* _Work to complete_:
All of the records below should be output exactly.

Stored data entries
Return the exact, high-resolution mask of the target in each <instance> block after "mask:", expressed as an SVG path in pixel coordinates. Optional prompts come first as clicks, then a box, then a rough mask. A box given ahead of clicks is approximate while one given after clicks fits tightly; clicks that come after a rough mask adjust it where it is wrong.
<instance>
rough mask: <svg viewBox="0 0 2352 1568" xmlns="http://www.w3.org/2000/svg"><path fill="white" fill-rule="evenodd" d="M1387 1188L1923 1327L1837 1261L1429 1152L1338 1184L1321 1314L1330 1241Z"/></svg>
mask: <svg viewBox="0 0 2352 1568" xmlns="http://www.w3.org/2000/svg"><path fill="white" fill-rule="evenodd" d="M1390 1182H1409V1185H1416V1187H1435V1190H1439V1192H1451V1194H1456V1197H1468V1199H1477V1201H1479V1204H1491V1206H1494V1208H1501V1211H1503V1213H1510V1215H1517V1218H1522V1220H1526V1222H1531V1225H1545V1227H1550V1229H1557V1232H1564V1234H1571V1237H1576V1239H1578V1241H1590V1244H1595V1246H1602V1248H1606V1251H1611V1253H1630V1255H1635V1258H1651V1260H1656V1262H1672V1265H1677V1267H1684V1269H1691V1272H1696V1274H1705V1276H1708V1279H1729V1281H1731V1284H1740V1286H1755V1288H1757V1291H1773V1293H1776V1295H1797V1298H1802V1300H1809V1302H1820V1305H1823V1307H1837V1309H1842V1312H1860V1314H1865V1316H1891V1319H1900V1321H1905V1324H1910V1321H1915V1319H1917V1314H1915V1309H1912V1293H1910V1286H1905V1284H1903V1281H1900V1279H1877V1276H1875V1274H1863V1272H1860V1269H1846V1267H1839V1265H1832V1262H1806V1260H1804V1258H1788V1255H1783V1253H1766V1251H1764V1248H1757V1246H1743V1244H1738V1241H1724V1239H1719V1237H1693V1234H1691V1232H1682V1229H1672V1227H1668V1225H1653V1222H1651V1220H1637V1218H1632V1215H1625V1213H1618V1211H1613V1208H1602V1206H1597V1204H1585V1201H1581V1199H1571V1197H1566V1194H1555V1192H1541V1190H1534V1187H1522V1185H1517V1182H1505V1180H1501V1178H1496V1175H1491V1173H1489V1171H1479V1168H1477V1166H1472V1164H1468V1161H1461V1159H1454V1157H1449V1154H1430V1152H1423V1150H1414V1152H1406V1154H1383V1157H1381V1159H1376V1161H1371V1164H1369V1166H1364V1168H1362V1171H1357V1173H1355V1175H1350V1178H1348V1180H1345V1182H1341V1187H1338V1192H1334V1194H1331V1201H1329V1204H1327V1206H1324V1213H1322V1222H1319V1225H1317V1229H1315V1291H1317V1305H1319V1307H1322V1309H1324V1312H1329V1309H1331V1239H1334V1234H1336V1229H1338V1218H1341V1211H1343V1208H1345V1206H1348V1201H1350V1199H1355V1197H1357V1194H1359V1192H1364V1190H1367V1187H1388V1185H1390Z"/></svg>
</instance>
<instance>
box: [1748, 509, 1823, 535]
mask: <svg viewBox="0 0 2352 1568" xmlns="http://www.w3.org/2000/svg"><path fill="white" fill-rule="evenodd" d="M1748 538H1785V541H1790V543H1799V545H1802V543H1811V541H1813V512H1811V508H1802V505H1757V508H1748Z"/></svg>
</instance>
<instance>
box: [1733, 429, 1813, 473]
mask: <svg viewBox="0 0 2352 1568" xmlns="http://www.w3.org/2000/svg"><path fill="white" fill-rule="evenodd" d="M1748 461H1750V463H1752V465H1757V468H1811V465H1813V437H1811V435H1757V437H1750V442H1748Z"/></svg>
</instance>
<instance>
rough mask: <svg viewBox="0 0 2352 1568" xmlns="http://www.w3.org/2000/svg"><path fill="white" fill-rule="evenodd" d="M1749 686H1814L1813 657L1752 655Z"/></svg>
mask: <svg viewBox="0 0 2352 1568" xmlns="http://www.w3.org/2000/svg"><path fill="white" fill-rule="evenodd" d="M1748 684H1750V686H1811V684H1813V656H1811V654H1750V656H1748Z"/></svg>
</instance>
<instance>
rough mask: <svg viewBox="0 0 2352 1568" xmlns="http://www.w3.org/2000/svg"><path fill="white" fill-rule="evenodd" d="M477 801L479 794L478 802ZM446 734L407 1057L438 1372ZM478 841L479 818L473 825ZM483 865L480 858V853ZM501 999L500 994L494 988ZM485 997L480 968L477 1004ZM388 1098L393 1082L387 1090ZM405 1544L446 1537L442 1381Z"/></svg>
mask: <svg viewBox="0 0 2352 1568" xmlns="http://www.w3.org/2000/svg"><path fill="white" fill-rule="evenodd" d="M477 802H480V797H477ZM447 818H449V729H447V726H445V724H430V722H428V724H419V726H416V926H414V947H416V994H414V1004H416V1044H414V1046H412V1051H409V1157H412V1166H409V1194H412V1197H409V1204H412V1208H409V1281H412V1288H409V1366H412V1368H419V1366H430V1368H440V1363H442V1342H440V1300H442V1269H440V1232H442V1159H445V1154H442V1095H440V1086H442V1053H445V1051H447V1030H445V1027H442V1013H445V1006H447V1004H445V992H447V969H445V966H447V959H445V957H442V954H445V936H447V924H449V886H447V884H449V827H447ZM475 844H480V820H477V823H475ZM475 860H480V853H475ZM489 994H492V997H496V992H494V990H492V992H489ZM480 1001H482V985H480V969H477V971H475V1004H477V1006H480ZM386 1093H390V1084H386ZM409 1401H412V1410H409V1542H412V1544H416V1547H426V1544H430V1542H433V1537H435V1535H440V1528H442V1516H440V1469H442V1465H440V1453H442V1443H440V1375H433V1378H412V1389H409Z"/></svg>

* _Result_:
Return the exact, high-resolution mask of the target in each <instance> block after "mask:", expressed as an SVG path in pixel coordinates. Optional prompts come first as clicks, then a box, then a rough mask. A box given ahead of clicks is approximate while one given after clicks fits tightly; clicks that come after a rough mask adjust it where it is wrong.
<instance>
rough mask: <svg viewBox="0 0 2352 1568" xmlns="http://www.w3.org/2000/svg"><path fill="white" fill-rule="evenodd" d="M1387 1188L1923 1327L1837 1261L1429 1152L1338 1184L1321 1314L1330 1241Z"/></svg>
mask: <svg viewBox="0 0 2352 1568" xmlns="http://www.w3.org/2000/svg"><path fill="white" fill-rule="evenodd" d="M1390 1182H1409V1185H1416V1187H1435V1190H1439V1192H1451V1194H1456V1197H1468V1199H1477V1201H1479V1204H1491V1206H1494V1208H1501V1211H1503V1213H1510V1215H1517V1218H1522V1220H1526V1222H1531V1225H1545V1227H1550V1229H1557V1232H1564V1234H1571V1237H1576V1239H1578V1241H1590V1244H1595V1246H1602V1248H1606V1251H1611V1253H1630V1255H1635V1258H1651V1260H1656V1262H1672V1265H1677V1267H1684V1269H1691V1272H1696V1274H1705V1276H1708V1279H1729V1281H1731V1284H1740V1286H1755V1288H1757V1291H1773V1293H1776V1295H1797V1298H1802V1300H1809V1302H1820V1305H1823V1307H1837V1309H1842V1312H1860V1314H1865V1316H1891V1319H1900V1321H1905V1324H1910V1321H1915V1319H1917V1314H1915V1309H1912V1293H1910V1286H1905V1284H1903V1281H1900V1279H1877V1276H1875V1274H1863V1272H1860V1269H1846V1267H1839V1265H1832V1262H1806V1260H1804V1258H1788V1255H1783V1253H1766V1251H1764V1248H1757V1246H1743V1244H1738V1241H1724V1239H1719V1237H1693V1234H1691V1232H1682V1229H1672V1227H1668V1225H1653V1222H1651V1220H1637V1218H1632V1215H1625V1213H1618V1211H1613V1208H1602V1206H1597V1204H1585V1201H1581V1199H1571V1197H1566V1194H1555V1192H1541V1190H1534V1187H1522V1185H1517V1182H1505V1180H1501V1178H1496V1175H1491V1173H1489V1171H1479V1168H1477V1166H1472V1164H1468V1161H1461V1159H1454V1157H1449V1154H1430V1152H1423V1150H1414V1152H1406V1154H1383V1157H1381V1159H1376V1161H1371V1164H1369V1166H1364V1168H1362V1171H1357V1173H1355V1175H1350V1178H1348V1180H1345V1182H1341V1187H1338V1192H1334V1194H1331V1201H1329V1204H1327V1206H1324V1213H1322V1222H1319V1225H1317V1229H1315V1291H1317V1305H1319V1307H1322V1309H1324V1312H1329V1309H1331V1239H1334V1234H1336V1229H1338V1218H1341V1211H1343V1208H1345V1206H1348V1201H1350V1199H1355V1197H1357V1194H1359V1192H1364V1190H1367V1187H1388V1185H1390Z"/></svg>
</instance>
<instance>
box: [1748, 509, 1823, 535]
mask: <svg viewBox="0 0 2352 1568" xmlns="http://www.w3.org/2000/svg"><path fill="white" fill-rule="evenodd" d="M1748 538H1785V541H1790V543H1799V545H1802V543H1811V541H1813V512H1811V508H1802V505H1757V508H1748Z"/></svg>
</instance>
<instance>
box: [1733, 429, 1813, 473]
mask: <svg viewBox="0 0 2352 1568" xmlns="http://www.w3.org/2000/svg"><path fill="white" fill-rule="evenodd" d="M1748 461H1750V463H1752V465H1757V468H1811V465H1813V437H1811V435H1757V437H1750V442H1748Z"/></svg>
</instance>
<instance>
rough mask: <svg viewBox="0 0 2352 1568" xmlns="http://www.w3.org/2000/svg"><path fill="white" fill-rule="evenodd" d="M1749 686H1814L1813 657L1752 655Z"/></svg>
mask: <svg viewBox="0 0 2352 1568" xmlns="http://www.w3.org/2000/svg"><path fill="white" fill-rule="evenodd" d="M1748 684H1750V686H1811V684H1813V656H1811V654H1750V656H1748Z"/></svg>
</instance>
<instance>
rough mask: <svg viewBox="0 0 2352 1568" xmlns="http://www.w3.org/2000/svg"><path fill="white" fill-rule="evenodd" d="M477 801L479 794L478 802ZM446 734L407 1057L438 1372ZM478 841L479 818L473 825ZM483 865L480 858V853ZM501 999L500 994L494 988ZM485 997L480 968L477 1004ZM388 1098L393 1082L387 1090ZM405 1544L446 1537L442 1381Z"/></svg>
mask: <svg viewBox="0 0 2352 1568" xmlns="http://www.w3.org/2000/svg"><path fill="white" fill-rule="evenodd" d="M477 802H480V797H477ZM447 818H449V729H447V726H445V724H430V722H428V724H419V726H416V926H414V947H416V994H414V1004H416V1044H414V1046H412V1051H409V1157H412V1166H409V1194H412V1197H409V1204H412V1208H409V1281H412V1288H409V1366H412V1368H419V1366H430V1368H440V1363H442V1342H440V1300H442V1269H440V1232H442V1159H445V1154H442V1095H440V1086H442V1053H445V1051H447V1030H445V1027H442V1013H445V1006H447V1004H445V992H447V969H445V966H447V959H445V957H442V954H445V936H447V924H449V886H447V884H449V827H447ZM475 844H480V820H477V823H475ZM475 860H480V853H475ZM489 994H492V997H496V992H494V990H492V992H489ZM480 1001H482V985H480V969H477V971H475V1004H477V1006H480ZM386 1093H390V1084H386ZM409 1401H412V1410H409V1542H412V1544H416V1547H426V1544H430V1542H433V1537H435V1535H440V1528H442V1516H440V1469H442V1465H440V1453H442V1443H440V1375H433V1378H412V1389H409Z"/></svg>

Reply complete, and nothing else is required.